[The records]
__________
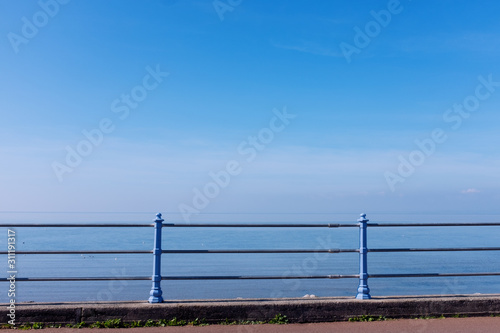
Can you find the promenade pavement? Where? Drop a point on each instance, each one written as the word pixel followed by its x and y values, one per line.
pixel 446 325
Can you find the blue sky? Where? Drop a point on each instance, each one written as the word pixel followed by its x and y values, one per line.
pixel 204 77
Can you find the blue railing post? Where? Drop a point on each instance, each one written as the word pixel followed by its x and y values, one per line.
pixel 155 293
pixel 363 290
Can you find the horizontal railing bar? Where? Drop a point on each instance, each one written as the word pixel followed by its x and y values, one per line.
pixel 77 252
pixel 258 225
pixel 450 249
pixel 473 224
pixel 81 279
pixel 73 225
pixel 431 275
pixel 262 251
pixel 238 277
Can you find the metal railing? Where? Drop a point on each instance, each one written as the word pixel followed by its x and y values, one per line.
pixel 363 291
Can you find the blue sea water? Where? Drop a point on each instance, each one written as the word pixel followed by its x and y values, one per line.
pixel 50 239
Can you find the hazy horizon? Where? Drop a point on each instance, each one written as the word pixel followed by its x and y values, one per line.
pixel 201 106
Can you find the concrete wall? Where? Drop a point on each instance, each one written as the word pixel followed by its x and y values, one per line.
pixel 297 310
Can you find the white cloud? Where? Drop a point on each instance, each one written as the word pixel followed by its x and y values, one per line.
pixel 470 190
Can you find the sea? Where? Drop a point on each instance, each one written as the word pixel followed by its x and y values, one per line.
pixel 282 265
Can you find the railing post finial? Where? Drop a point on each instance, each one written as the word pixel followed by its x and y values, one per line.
pixel 363 290
pixel 155 293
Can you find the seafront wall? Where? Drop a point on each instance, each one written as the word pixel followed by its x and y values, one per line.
pixel 297 310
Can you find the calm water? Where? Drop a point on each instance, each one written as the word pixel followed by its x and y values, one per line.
pixel 38 239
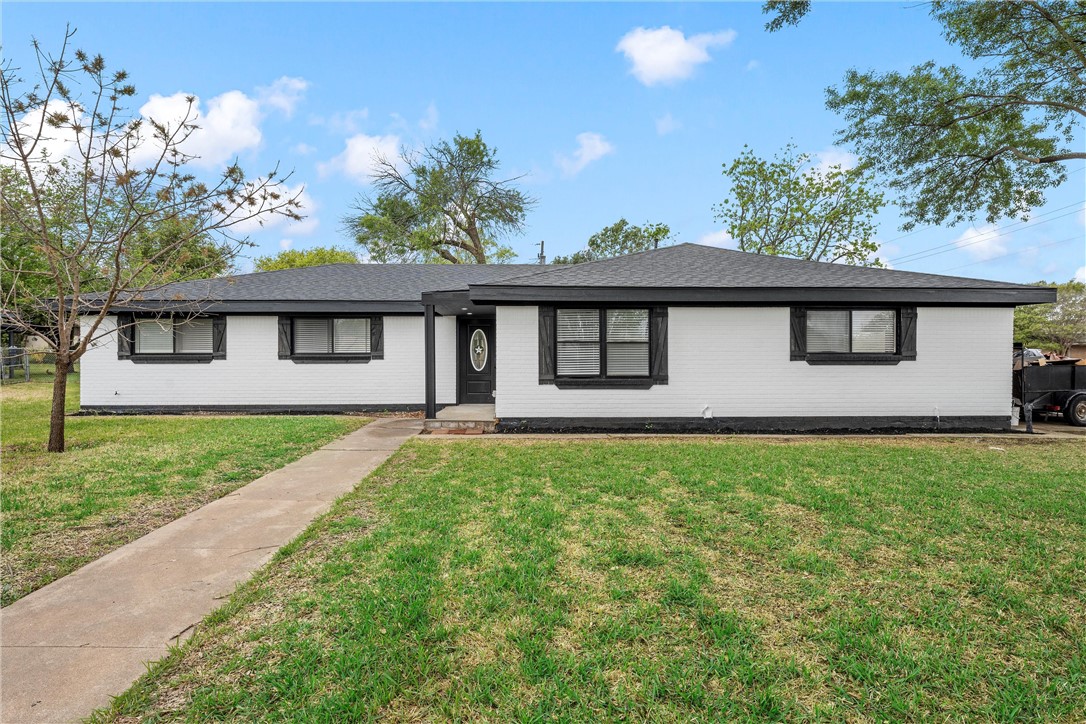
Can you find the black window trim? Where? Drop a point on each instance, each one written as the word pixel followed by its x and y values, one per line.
pixel 287 340
pixel 127 331
pixel 657 350
pixel 905 334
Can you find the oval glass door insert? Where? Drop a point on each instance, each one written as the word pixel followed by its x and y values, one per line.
pixel 479 350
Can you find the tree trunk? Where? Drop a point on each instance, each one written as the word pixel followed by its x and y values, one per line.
pixel 57 413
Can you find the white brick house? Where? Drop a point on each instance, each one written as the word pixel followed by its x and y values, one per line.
pixel 683 338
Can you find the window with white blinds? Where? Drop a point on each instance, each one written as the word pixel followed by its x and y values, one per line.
pixel 325 337
pixel 602 343
pixel 578 337
pixel 312 337
pixel 874 331
pixel 154 337
pixel 856 331
pixel 193 337
pixel 351 335
pixel 828 330
pixel 627 342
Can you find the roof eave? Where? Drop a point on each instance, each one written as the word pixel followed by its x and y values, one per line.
pixel 986 296
pixel 285 306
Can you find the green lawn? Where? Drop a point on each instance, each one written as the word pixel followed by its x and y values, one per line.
pixel 122 477
pixel 730 580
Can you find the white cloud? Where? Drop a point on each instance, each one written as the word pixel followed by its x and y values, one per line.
pixel 346 122
pixel 833 156
pixel 667 124
pixel 718 239
pixel 429 119
pixel 665 54
pixel 283 94
pixel 357 159
pixel 982 243
pixel 230 125
pixel 590 148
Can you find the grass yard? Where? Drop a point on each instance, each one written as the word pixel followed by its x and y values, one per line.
pixel 708 580
pixel 122 477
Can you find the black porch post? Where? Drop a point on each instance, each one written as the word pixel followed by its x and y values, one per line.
pixel 431 367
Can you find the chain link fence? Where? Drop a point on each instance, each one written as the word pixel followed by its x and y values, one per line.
pixel 14 365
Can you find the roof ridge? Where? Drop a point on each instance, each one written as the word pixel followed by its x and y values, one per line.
pixel 559 267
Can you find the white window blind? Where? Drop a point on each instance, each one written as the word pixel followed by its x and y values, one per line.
pixel 874 330
pixel 312 337
pixel 154 337
pixel 828 330
pixel 193 337
pixel 351 335
pixel 628 342
pixel 578 332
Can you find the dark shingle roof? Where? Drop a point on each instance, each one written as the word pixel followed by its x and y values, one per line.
pixel 343 282
pixel 695 266
pixel 692 274
pixel 331 287
pixel 681 274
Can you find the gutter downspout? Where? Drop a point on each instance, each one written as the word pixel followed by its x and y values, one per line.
pixel 431 367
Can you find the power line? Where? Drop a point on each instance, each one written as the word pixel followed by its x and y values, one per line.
pixel 1018 226
pixel 1021 251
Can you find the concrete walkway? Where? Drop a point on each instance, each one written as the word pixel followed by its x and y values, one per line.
pixel 68 647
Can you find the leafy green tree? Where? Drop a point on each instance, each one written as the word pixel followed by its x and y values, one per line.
pixel 955 143
pixel 114 214
pixel 788 12
pixel 619 239
pixel 443 204
pixel 295 258
pixel 1053 326
pixel 785 206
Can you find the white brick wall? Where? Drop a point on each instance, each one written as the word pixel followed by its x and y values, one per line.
pixel 734 360
pixel 253 375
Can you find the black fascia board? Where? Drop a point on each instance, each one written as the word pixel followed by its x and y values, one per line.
pixel 979 296
pixel 287 307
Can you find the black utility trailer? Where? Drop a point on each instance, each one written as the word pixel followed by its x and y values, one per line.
pixel 1052 388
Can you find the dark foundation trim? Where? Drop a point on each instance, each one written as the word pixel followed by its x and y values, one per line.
pixel 758 424
pixel 247 409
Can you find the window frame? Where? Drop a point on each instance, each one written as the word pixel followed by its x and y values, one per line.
pixel 376 340
pixel 128 339
pixel 905 337
pixel 602 379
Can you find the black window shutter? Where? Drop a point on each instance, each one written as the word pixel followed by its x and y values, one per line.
pixel 285 334
pixel 126 335
pixel 658 352
pixel 218 338
pixel 798 333
pixel 908 320
pixel 547 342
pixel 377 338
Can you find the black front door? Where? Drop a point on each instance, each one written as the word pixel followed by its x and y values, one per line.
pixel 476 362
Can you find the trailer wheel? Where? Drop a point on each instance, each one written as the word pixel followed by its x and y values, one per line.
pixel 1074 411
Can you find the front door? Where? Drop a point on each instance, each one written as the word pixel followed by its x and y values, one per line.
pixel 476 362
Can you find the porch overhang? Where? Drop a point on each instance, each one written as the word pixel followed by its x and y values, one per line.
pixel 454 303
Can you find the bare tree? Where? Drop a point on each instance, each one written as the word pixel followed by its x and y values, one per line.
pixel 87 180
pixel 443 204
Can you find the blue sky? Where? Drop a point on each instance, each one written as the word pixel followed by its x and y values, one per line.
pixel 606 113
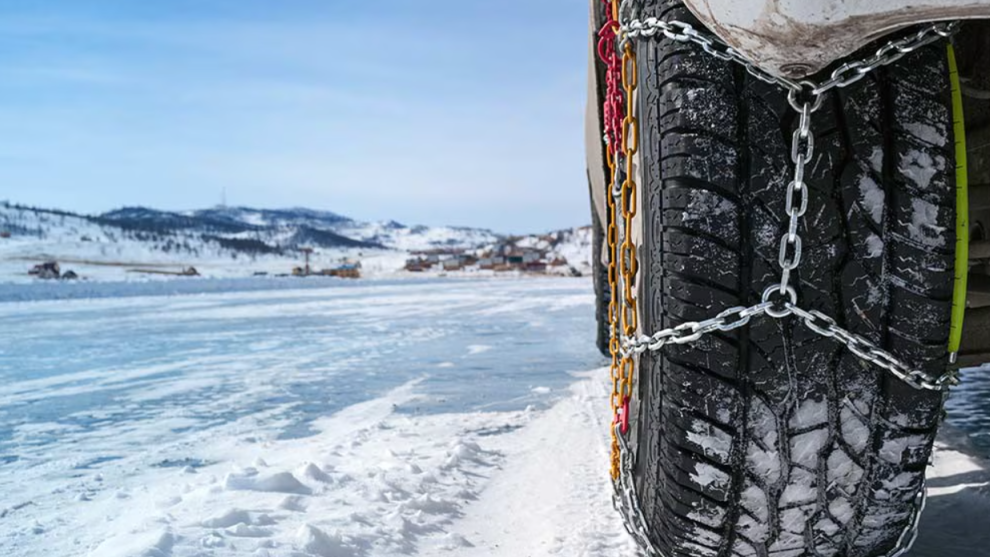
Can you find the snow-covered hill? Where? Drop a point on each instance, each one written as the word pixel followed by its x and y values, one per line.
pixel 231 241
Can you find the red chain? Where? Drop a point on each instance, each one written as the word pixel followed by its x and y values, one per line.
pixel 613 111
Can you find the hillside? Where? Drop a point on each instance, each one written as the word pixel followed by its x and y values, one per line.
pixel 235 241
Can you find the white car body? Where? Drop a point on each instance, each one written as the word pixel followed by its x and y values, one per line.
pixel 796 38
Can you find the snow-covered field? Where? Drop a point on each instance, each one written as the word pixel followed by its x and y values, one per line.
pixel 368 419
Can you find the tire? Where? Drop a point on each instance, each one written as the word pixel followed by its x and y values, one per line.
pixel 770 440
pixel 600 277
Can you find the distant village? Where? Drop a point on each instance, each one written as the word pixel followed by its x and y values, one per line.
pixel 522 254
pixel 503 257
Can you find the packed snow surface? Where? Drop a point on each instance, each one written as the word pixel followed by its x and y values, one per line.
pixel 422 418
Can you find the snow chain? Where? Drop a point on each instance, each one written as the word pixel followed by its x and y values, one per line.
pixel 780 300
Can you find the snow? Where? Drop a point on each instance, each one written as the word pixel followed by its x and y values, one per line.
pixel 400 441
pixel 125 244
pixel 872 197
pixel 922 228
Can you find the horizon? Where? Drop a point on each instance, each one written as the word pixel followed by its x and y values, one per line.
pixel 17 204
pixel 450 118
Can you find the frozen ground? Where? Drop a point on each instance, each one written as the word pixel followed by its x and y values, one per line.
pixel 367 419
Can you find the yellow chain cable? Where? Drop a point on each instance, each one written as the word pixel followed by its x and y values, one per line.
pixel 622 259
pixel 616 371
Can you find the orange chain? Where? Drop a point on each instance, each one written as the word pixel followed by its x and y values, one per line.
pixel 622 258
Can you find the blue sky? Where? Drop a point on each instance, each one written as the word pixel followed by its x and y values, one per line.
pixel 435 112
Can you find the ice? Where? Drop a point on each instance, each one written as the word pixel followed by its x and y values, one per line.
pixel 368 449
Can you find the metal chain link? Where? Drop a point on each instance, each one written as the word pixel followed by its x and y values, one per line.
pixel 780 300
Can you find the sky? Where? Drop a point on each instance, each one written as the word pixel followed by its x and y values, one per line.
pixel 466 112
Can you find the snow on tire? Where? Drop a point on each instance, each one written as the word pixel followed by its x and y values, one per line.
pixel 771 441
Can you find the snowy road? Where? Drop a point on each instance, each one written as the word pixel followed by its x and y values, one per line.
pixel 363 420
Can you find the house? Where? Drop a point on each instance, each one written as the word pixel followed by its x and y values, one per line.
pixel 417 265
pixel 347 270
pixel 47 270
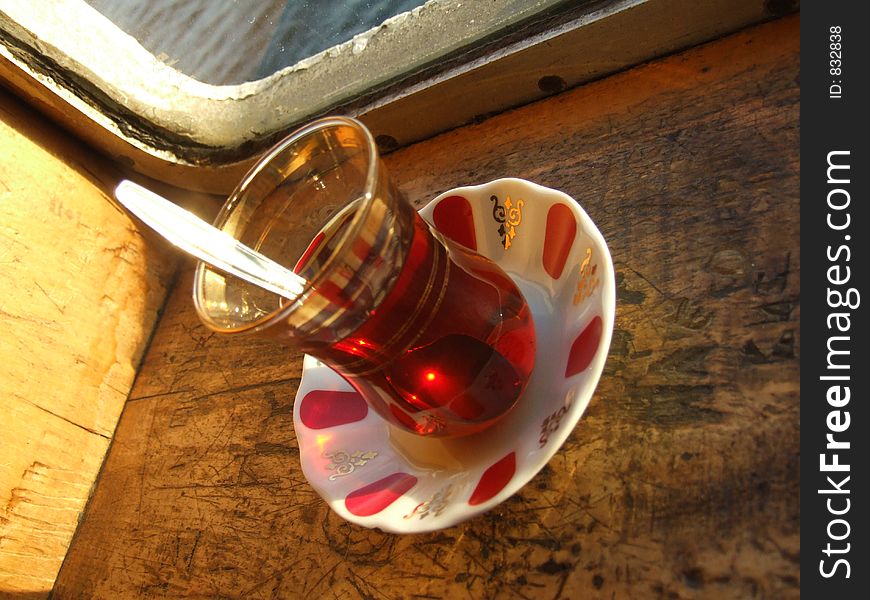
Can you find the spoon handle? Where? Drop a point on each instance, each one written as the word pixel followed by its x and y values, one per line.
pixel 207 243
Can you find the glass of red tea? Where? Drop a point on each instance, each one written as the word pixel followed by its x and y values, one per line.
pixel 437 339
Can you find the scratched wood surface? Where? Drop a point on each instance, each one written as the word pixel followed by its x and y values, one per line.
pixel 80 289
pixel 681 481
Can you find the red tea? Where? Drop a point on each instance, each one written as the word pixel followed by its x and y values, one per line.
pixel 448 349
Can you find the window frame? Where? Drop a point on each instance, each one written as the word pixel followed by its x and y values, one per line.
pixel 171 127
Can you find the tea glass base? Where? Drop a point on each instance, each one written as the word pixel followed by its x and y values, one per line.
pixel 375 475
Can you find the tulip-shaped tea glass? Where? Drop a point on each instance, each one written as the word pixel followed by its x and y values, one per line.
pixel 436 338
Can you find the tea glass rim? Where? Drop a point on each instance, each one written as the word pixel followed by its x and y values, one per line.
pixel 240 193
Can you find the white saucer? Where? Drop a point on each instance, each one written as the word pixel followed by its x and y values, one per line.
pixel 374 475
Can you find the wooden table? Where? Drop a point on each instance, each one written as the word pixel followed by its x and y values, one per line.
pixel 681 481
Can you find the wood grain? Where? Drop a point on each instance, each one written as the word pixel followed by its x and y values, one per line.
pixel 680 482
pixel 80 294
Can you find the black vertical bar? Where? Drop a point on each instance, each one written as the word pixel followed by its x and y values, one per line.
pixel 835 300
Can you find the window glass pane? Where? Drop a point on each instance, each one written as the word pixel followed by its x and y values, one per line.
pixel 233 41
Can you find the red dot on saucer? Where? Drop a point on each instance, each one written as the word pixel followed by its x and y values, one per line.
pixel 584 347
pixel 324 408
pixel 494 479
pixel 559 237
pixel 453 218
pixel 377 496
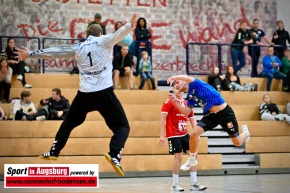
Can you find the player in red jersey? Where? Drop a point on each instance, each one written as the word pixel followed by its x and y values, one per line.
pixel 178 138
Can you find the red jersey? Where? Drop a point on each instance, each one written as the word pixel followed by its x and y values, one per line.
pixel 176 123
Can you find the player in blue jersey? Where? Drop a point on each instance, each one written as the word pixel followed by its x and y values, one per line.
pixel 216 112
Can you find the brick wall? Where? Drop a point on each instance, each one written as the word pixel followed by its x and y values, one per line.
pixel 172 22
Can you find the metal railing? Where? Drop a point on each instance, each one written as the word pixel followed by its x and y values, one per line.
pixel 214 54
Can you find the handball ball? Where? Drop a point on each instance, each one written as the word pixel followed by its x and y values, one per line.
pixel 127 41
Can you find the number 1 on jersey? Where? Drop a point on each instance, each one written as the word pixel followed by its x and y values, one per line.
pixel 90 57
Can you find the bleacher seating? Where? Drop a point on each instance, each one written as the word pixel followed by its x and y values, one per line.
pixel 24 140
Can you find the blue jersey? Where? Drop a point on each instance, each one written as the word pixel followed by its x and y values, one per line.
pixel 203 94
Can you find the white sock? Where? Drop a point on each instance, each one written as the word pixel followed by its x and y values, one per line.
pixel 193 178
pixel 175 178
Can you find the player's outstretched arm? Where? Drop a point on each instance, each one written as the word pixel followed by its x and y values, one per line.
pixel 114 38
pixel 65 51
pixel 185 78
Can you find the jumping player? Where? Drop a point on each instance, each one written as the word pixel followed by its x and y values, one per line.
pixel 94 59
pixel 178 138
pixel 216 112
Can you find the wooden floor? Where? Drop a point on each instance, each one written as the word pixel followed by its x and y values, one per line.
pixel 216 184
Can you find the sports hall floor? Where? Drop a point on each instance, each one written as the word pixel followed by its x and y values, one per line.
pixel 269 183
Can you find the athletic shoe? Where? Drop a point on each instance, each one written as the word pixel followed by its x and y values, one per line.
pixel 189 163
pixel 40 118
pixel 246 130
pixel 197 186
pixel 176 187
pixel 49 156
pixel 19 77
pixel 115 163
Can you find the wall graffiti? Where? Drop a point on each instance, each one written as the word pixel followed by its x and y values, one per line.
pixel 172 23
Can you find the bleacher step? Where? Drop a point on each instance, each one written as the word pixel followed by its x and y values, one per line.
pixel 240 166
pixel 225 150
pixel 219 141
pixel 239 158
pixel 215 133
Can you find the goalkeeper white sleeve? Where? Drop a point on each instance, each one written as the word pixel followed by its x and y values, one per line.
pixel 65 51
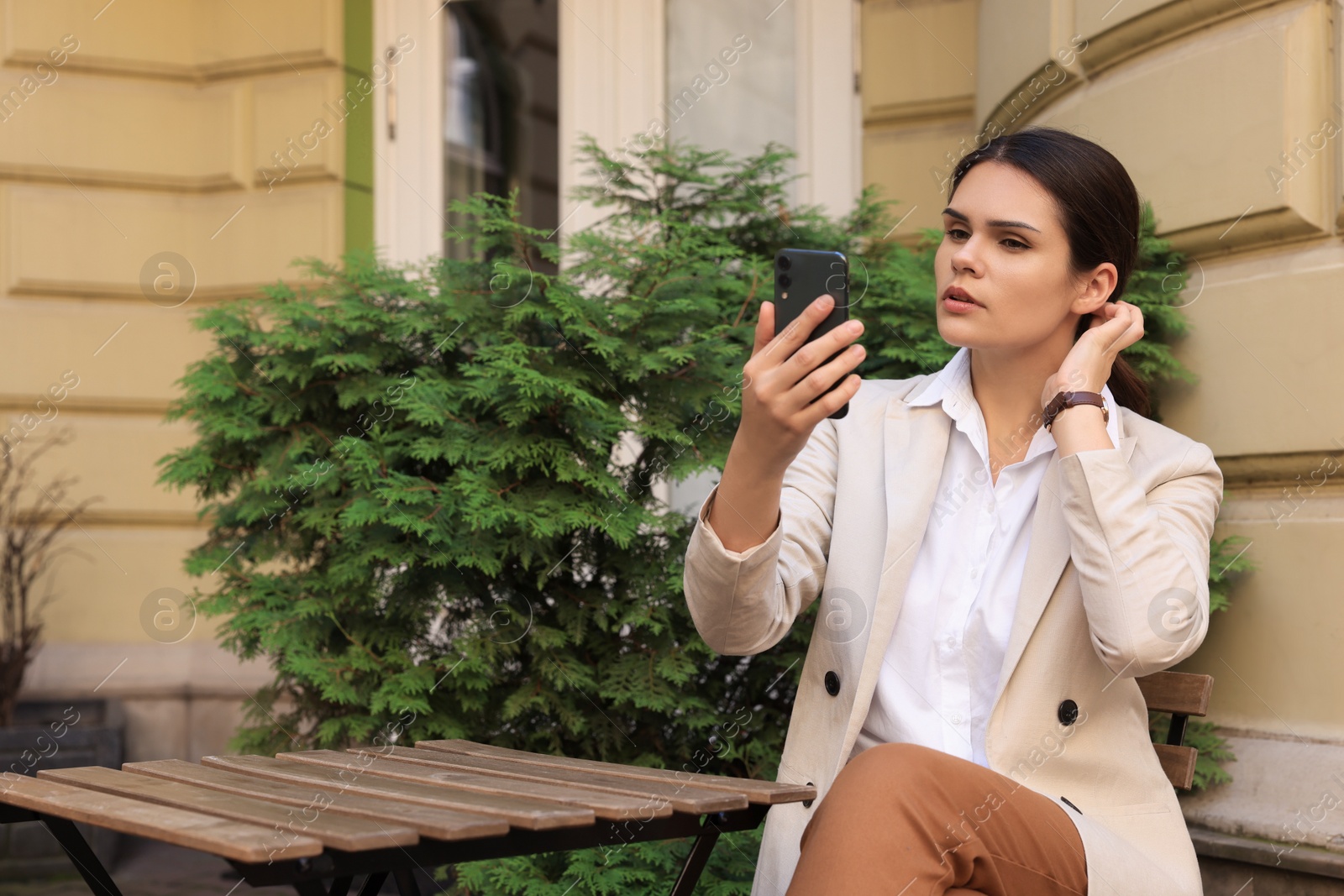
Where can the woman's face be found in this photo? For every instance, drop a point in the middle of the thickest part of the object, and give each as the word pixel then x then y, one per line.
pixel 1005 248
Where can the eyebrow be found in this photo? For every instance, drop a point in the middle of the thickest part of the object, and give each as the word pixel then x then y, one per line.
pixel 956 214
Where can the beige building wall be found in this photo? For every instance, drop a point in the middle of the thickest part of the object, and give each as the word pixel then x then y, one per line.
pixel 1227 114
pixel 151 136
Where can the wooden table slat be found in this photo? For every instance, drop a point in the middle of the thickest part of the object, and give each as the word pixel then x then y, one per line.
pixel 339 832
pixel 178 826
pixel 766 793
pixel 440 824
pixel 682 797
pixel 531 815
pixel 612 806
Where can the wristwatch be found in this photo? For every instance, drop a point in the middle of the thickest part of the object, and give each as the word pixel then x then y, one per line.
pixel 1070 399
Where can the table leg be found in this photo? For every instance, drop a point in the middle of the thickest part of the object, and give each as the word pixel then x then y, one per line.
pixel 696 862
pixel 373 884
pixel 340 887
pixel 407 884
pixel 87 862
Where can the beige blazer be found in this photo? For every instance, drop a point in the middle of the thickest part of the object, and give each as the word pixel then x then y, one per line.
pixel 1116 586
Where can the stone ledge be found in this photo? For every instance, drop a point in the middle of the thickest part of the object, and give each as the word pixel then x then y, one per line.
pixel 1250 851
pixel 1284 806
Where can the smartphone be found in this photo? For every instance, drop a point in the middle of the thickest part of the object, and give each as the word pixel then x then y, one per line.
pixel 801 275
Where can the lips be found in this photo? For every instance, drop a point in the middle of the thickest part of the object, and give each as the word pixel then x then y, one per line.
pixel 960 295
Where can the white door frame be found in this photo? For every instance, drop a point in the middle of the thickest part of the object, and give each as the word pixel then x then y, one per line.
pixel 409 164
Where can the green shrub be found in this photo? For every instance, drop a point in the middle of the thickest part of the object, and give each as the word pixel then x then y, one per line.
pixel 423 515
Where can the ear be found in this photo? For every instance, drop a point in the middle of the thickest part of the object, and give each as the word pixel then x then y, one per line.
pixel 1097 286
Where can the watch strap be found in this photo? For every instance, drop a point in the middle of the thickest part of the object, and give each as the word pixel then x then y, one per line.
pixel 1063 401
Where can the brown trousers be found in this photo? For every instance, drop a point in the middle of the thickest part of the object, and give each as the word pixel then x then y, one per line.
pixel 905 820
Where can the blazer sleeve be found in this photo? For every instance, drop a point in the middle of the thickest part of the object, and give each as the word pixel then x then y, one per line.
pixel 743 602
pixel 1142 557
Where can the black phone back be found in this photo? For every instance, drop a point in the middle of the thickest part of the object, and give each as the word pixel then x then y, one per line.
pixel 801 275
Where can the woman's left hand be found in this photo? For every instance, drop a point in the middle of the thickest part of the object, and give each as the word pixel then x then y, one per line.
pixel 1116 325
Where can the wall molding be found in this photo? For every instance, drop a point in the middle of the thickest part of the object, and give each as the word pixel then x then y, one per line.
pixel 921 112
pixel 1116 46
pixel 47 289
pixel 1274 470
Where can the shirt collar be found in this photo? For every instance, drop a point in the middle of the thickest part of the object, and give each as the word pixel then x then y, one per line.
pixel 952 390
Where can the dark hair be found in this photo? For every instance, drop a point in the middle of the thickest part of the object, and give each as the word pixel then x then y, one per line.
pixel 1099 207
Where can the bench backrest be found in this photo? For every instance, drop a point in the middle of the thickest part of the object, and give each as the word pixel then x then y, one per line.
pixel 1183 694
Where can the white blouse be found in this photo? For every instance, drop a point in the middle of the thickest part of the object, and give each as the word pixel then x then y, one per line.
pixel 941 668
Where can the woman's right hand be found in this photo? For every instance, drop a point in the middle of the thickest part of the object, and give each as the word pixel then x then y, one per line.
pixel 783 379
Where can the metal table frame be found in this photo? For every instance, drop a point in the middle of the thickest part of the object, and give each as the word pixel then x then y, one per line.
pixel 333 873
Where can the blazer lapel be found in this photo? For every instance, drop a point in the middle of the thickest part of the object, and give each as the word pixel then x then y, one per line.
pixel 1046 559
pixel 914 443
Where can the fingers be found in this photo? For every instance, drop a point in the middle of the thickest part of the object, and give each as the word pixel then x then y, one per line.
pixel 784 344
pixel 765 328
pixel 819 380
pixel 831 402
pixel 1120 324
pixel 813 354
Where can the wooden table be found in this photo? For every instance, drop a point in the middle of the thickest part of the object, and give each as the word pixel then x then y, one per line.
pixel 320 819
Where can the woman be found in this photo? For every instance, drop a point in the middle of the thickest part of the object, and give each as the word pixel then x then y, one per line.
pixel 991 586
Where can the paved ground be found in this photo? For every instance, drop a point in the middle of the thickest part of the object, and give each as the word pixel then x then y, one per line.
pixel 156 869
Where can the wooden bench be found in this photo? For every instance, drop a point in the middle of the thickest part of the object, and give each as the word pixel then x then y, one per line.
pixel 318 820
pixel 1183 694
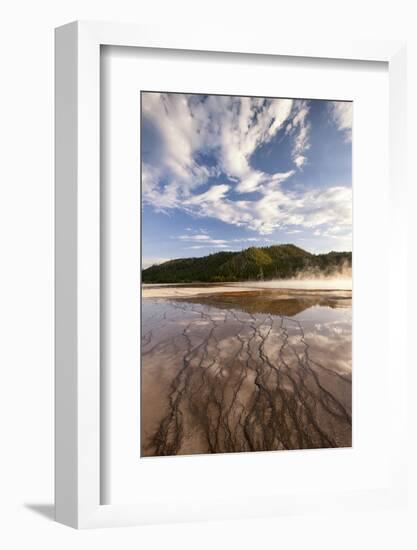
__________
[Work task] Return nothing except the lines from the one containing "Where can the wooden table be" through the final line of the data, copied exactly. Leave out all pictures.

[Response for this exercise]
Where can the wooden table be found in this photo? For every instance, drop a point in the middle of the thickest part of the object, and give each as the word pixel then x then y, one per line.
pixel 320 819
Where can the woman be found in this photo? For every instance, drop a point in the middle of the thickest part of the object, and give each as the word pixel then x then y, one per line.
pixel 991 586
Where can the paved ground be found in this photo? For every instance, drop a point in the middle of the thickest part of the object, and give each as the word pixel then x then y, one per line.
pixel 156 869
Where can the wooden bench be found in this photo? For every instance, drop a point in the middle of the thickest part of the object, and give each as the word pixel then x then y, one per line.
pixel 318 820
pixel 1183 694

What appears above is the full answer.